▶ PARTS OF THE EXERCISE:
1: Using the passage on acne, decide whether each statement agrees with it. For each, answer yes or no and quote the deciding words exactly. (a) Scientific studies use "adult acne" for anyone over 25 who still suffers from acne. (b) Acne that first appears in adulthood is called "persistence acne." (c) Sebum is produced by the sebaceous glands.
2: Change the span of the passage on acne that begins at the words "Isn’t it just" and ends after "causes adult acne?", putting "adult-onset acne" wherever "late onset acne" occurs, and give the revised span.
3: Continue the passage on acne from the point where it stops.

▶ PASSAGE PROVIDED:

= Beginning of Section =

What is acne?

Acne is caused when pores in our skin become blocked. This is often due to an excess production of the skin’s natural oil, known as sebum, produced by the sebaceous glands. This oil combines with dead skin cells and bacteria on the surface and forms a clog. This blocked pore is what we know to be a spot.

Isn’t it just adolescents that suffer from acne?

Acne is affecting an increasing number of adults and so it can no longer be considered as an adolescent beauty bother. Adult acne is the term scientific studies use to describe anyone over the age of 25, still suffering from acne. Adult acne falls into one of two categories; if it persists from adolescence, it is referred to as ‘persistence acne’ but if it occurs for the first time during adulthood, it is known as ‘late onset acne’.

What causes adult acne?

There are a variety of different factors that can cause acne, and like it was during your teenage years, the main problem is excess sebum and dead skin cells clogging pores! Sorry ladies, but we have to tell you that it seems adult acne is only really a cosmetic concern for women as it is very rare than men experience late onset acne!

= End of Section =

▶ Records from a dataset:
= Beginning of Section =

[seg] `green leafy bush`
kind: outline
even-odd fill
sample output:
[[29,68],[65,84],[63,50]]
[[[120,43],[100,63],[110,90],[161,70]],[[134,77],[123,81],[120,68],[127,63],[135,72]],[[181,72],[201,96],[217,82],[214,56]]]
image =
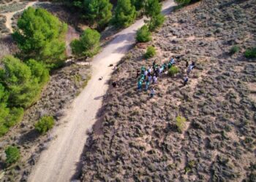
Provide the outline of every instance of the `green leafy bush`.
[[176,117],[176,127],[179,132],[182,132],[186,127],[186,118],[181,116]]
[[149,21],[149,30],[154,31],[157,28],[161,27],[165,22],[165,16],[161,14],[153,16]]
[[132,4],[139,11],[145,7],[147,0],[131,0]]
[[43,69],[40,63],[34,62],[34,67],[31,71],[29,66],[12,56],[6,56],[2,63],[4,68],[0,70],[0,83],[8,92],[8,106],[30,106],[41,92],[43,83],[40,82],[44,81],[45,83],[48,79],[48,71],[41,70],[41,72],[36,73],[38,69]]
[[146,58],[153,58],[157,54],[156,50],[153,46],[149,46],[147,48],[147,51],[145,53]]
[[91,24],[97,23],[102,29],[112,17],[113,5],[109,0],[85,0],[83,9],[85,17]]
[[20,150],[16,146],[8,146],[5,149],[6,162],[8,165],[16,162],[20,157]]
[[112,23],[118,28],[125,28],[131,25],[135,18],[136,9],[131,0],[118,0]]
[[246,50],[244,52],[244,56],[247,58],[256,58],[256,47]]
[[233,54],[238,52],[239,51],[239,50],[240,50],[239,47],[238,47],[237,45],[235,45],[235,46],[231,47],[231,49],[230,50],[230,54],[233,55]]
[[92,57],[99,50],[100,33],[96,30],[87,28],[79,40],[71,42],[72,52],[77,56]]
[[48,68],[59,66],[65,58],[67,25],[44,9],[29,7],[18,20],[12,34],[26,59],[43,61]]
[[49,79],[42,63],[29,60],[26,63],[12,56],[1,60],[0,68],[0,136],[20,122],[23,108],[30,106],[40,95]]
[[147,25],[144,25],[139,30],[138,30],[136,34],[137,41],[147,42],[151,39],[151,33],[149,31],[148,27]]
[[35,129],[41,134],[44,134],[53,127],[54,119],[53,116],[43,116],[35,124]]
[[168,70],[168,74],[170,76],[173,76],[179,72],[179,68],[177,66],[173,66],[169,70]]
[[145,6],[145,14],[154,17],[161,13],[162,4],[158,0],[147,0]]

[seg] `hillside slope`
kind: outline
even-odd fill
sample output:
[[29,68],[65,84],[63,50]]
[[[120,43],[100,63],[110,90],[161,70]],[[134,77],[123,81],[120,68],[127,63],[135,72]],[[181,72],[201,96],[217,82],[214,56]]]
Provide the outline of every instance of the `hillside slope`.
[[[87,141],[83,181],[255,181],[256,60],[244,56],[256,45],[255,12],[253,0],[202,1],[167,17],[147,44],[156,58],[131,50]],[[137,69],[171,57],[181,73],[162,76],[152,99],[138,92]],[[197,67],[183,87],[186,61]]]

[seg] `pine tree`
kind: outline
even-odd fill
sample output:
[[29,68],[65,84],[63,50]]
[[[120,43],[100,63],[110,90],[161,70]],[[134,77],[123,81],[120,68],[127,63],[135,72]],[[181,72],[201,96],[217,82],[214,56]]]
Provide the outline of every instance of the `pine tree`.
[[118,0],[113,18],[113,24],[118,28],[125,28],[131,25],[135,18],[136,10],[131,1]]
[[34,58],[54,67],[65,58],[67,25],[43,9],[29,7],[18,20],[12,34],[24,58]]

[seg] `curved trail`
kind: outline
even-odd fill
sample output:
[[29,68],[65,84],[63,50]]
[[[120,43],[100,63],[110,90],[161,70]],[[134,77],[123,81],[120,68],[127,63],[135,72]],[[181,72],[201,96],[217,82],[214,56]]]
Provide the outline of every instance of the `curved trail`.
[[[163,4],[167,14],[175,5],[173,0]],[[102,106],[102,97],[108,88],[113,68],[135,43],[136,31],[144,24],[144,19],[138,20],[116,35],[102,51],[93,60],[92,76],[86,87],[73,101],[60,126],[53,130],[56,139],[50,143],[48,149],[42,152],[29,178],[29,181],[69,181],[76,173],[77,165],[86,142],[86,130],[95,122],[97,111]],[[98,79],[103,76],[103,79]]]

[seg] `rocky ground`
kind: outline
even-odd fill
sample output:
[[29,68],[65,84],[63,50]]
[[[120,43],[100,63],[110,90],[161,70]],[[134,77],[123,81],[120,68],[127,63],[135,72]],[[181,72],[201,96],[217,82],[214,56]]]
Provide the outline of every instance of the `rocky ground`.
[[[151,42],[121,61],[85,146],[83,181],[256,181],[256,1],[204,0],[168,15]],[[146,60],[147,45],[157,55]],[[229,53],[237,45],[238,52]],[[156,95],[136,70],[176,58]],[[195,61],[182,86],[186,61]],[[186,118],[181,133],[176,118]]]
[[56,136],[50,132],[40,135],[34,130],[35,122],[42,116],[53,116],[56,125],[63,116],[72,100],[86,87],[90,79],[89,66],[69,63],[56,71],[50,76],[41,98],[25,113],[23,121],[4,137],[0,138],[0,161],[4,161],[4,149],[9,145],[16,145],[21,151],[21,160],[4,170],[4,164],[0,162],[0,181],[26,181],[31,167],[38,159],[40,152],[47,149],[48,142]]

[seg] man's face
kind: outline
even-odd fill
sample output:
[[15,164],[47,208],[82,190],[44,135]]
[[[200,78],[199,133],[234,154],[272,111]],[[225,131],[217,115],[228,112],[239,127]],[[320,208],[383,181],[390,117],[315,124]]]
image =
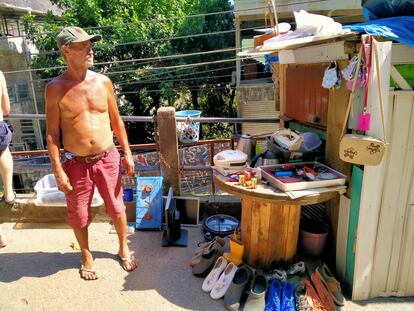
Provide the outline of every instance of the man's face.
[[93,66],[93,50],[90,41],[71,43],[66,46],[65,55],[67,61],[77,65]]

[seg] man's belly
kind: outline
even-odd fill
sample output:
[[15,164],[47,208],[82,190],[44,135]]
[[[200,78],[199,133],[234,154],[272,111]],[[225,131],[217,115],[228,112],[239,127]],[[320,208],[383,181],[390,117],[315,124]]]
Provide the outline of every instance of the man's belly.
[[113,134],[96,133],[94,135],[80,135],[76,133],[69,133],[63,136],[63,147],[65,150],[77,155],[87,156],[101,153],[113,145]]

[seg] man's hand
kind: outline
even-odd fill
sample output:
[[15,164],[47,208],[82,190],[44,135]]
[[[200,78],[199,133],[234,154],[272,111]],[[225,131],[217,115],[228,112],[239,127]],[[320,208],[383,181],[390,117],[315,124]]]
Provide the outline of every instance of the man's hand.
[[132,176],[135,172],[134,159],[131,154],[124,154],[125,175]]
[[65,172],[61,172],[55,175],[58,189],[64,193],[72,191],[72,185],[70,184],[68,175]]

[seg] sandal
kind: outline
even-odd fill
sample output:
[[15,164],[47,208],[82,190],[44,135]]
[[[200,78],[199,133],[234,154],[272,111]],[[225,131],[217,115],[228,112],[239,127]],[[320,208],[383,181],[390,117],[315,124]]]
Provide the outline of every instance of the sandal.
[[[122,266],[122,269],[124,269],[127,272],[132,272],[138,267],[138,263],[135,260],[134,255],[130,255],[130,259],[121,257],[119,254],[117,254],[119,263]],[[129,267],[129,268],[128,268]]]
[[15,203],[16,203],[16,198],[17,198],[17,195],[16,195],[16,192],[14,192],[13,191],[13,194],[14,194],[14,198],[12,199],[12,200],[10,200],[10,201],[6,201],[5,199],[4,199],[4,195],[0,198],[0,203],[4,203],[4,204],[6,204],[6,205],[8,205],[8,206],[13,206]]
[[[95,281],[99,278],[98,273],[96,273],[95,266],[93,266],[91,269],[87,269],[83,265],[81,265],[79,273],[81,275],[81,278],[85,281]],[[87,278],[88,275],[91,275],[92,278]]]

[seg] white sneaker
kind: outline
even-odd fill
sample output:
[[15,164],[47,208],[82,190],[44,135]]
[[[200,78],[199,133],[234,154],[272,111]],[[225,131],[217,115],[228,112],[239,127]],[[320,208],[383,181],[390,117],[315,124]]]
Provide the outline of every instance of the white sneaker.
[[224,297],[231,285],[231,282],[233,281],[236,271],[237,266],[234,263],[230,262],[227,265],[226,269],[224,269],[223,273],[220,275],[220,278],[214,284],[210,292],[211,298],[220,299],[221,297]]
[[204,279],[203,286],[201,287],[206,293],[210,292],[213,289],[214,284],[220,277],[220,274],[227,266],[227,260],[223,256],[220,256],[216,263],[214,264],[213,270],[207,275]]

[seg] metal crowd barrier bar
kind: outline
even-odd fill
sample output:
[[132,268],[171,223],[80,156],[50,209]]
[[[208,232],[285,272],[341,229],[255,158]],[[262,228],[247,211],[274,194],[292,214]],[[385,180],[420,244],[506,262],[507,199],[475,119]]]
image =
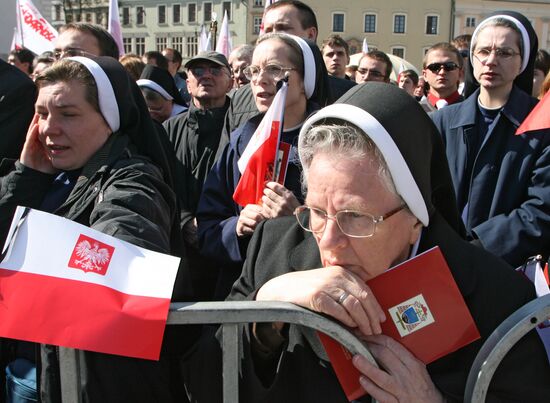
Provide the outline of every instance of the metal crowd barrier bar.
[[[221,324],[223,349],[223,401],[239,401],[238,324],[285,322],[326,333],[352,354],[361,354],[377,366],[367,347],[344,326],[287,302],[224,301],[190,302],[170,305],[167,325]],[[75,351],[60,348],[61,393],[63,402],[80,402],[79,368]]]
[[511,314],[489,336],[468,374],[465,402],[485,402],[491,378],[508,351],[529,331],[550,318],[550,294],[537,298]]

= End of Section =
= Beginning of Section =

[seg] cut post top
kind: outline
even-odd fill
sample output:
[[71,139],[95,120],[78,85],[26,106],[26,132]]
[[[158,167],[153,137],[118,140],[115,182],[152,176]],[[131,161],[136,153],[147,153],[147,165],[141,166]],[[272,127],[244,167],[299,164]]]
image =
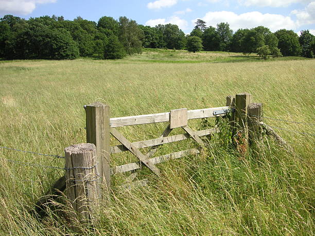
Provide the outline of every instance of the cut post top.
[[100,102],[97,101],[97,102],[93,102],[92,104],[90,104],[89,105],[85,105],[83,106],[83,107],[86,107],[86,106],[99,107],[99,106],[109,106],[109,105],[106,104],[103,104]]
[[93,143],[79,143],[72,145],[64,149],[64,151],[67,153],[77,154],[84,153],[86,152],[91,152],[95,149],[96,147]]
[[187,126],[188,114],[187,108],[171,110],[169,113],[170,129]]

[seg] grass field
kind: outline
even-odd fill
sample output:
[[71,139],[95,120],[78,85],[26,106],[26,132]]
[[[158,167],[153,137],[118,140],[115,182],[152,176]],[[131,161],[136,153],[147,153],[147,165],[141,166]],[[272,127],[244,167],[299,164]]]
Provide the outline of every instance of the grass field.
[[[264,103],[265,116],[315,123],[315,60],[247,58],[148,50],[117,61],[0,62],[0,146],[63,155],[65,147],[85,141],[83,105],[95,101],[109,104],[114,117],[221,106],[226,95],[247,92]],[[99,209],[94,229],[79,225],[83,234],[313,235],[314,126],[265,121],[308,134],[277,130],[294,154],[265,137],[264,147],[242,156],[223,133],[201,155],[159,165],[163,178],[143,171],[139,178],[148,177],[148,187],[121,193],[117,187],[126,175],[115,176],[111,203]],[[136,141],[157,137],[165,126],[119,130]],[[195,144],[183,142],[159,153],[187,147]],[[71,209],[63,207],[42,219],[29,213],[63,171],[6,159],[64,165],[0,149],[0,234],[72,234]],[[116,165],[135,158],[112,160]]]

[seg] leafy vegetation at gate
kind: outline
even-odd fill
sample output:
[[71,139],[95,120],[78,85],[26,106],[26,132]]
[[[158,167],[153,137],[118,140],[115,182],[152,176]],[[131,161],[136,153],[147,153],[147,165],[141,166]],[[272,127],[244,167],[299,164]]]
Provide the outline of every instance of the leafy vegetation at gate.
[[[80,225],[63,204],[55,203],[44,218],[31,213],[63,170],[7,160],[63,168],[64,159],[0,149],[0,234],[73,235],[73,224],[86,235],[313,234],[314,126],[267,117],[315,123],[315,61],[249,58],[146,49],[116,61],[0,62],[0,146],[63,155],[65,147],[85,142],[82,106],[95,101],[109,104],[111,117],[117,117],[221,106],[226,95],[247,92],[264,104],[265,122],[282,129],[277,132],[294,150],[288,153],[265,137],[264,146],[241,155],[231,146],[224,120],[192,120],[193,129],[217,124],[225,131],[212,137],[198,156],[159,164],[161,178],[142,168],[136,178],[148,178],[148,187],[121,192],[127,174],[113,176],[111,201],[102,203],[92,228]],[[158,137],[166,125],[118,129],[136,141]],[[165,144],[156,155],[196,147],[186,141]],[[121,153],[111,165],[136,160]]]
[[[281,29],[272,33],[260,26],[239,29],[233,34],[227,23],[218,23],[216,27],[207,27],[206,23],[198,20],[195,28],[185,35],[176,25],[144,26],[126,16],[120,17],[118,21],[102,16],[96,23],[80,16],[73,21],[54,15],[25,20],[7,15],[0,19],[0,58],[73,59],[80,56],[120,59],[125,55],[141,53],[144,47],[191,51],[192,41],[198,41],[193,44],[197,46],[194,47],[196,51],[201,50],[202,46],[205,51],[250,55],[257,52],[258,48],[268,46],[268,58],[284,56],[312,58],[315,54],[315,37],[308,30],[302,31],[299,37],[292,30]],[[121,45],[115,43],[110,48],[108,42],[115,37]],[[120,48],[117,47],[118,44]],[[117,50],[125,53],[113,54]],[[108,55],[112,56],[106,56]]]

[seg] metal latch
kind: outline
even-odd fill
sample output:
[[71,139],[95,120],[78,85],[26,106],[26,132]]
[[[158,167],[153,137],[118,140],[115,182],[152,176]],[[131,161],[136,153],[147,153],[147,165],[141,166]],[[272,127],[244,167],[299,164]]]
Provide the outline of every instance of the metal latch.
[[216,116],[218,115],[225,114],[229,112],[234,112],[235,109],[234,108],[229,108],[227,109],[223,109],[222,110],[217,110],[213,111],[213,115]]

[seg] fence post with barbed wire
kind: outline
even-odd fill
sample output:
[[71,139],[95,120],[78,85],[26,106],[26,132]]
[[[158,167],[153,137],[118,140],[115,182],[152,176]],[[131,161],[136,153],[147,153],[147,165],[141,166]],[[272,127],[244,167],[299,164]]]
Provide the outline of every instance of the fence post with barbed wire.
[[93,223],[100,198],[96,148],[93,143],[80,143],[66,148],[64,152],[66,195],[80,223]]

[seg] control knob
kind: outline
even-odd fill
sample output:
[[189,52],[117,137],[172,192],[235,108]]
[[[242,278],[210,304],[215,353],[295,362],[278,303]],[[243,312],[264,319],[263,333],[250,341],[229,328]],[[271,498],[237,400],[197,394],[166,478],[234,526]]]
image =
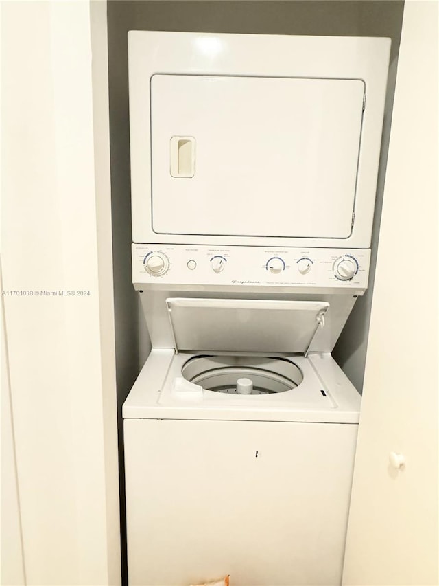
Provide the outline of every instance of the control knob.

= End of Section =
= Beginning of Section =

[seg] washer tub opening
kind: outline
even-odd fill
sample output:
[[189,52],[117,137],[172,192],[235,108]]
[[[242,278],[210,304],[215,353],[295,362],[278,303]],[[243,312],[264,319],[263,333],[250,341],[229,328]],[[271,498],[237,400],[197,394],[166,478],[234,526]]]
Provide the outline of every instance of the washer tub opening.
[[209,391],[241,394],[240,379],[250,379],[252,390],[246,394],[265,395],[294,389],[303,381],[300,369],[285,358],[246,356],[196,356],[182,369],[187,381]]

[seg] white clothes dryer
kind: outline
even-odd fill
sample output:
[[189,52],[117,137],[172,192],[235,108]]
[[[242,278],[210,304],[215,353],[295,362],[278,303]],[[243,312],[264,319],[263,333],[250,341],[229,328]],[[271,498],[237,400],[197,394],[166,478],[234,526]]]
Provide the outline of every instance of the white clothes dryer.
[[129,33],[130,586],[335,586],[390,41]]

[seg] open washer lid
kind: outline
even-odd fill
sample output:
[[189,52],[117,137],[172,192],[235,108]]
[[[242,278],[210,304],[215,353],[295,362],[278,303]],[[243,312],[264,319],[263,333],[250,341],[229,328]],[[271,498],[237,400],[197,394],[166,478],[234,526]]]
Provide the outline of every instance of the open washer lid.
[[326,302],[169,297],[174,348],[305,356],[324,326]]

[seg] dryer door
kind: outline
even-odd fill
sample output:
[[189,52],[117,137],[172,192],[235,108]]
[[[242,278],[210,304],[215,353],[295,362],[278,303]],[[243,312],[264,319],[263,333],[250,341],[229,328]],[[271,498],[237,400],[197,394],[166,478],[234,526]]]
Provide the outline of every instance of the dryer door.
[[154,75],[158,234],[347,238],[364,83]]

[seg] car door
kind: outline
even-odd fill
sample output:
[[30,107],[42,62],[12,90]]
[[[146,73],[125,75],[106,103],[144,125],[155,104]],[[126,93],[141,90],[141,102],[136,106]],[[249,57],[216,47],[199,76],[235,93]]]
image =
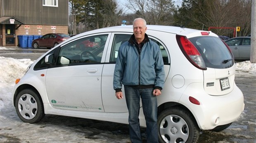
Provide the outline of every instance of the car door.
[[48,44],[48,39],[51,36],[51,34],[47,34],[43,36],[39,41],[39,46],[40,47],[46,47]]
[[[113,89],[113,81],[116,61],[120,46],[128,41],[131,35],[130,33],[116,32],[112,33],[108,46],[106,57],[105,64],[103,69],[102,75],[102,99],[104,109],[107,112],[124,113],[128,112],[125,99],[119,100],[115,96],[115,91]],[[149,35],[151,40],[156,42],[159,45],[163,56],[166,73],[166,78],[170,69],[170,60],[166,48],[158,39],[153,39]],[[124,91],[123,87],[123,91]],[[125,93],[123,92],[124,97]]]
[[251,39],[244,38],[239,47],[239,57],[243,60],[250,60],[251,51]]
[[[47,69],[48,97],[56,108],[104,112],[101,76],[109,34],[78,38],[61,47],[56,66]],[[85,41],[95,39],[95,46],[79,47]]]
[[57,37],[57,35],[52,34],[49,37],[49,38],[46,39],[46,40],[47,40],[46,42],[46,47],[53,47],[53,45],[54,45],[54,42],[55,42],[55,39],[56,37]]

= End of Section =

▶ SOLVED TASKS:
1:
(a) Yes: "Adult acne is the term scientific studies use to describe anyone over the age of 25, still suffering from acne."
(b) No: "if it occurs for the first time during adulthood, it is known as ‘late onset acne’"
(c) Yes: "known as sebum, produced by the sebaceous glands"

2:
Isn’t it just adolescents that suffer from acne?

Acne is affecting an increasing number of adults and so it can no longer be considered as an adolescent beauty bother. Adult acne is the term scientific studies use to describe anyone over the age of 25, still suffering from acne. Adult acne falls into one of two categories; if it persists from adolescence, it is referred to as ‘persistence acne’ but if it occurs for the first time during adulthood, it is known as ‘adult-onset acne’.

What causes adult acne?

3:
Fluctuating hormones (particularly androgens) and hormone imbalances can play havoc with our skin and are one of the major causes of outbreaks. We are sure all women will be well aware that our hormones tend to fluctuate before our menstrual cycle, during pregnancy and around menopause. As we like to have some evidence to back up what we say, a recent study found that around 80% of women experience unwanted outbreaks before they menstruate, as this is when our progesterone levels peak and progesterone is the problem behind excess oil production.

Stress has also been reported as a factor triggering adult acne. The prevalence of adult acne has increased in recent years, which correlates with the increased stressors of modern living, suggesting that perhaps the two could be connected. The link between stress and acne outbreaks can be explained by the increase in neuropeptides in the sebaceous glands as a result of stress, which can then over stimulate sebum production.

Recently, some studies have pointed the finger at smoking as a cause of adult acne onset, as it was noted that smokers had more severe and more frequent acne than non-smokers. One particular study in 2009 suggested that tobacco is a large contributing factor in non-inflammatory spots, as nicotine can cause an increase in sebum production! So, if that’s not another motivation to put the cigarettes down…

Genetics can also have a role in adult acne (finally something you can blame on your parents), so some women may have a genetic predisposition for this beauty problem.

Don’t despair; there is something you can do about it!

 If you think you suffer from adult acne then the best thing to do is to seek advice from a dermatologist, as they will know the best course of action.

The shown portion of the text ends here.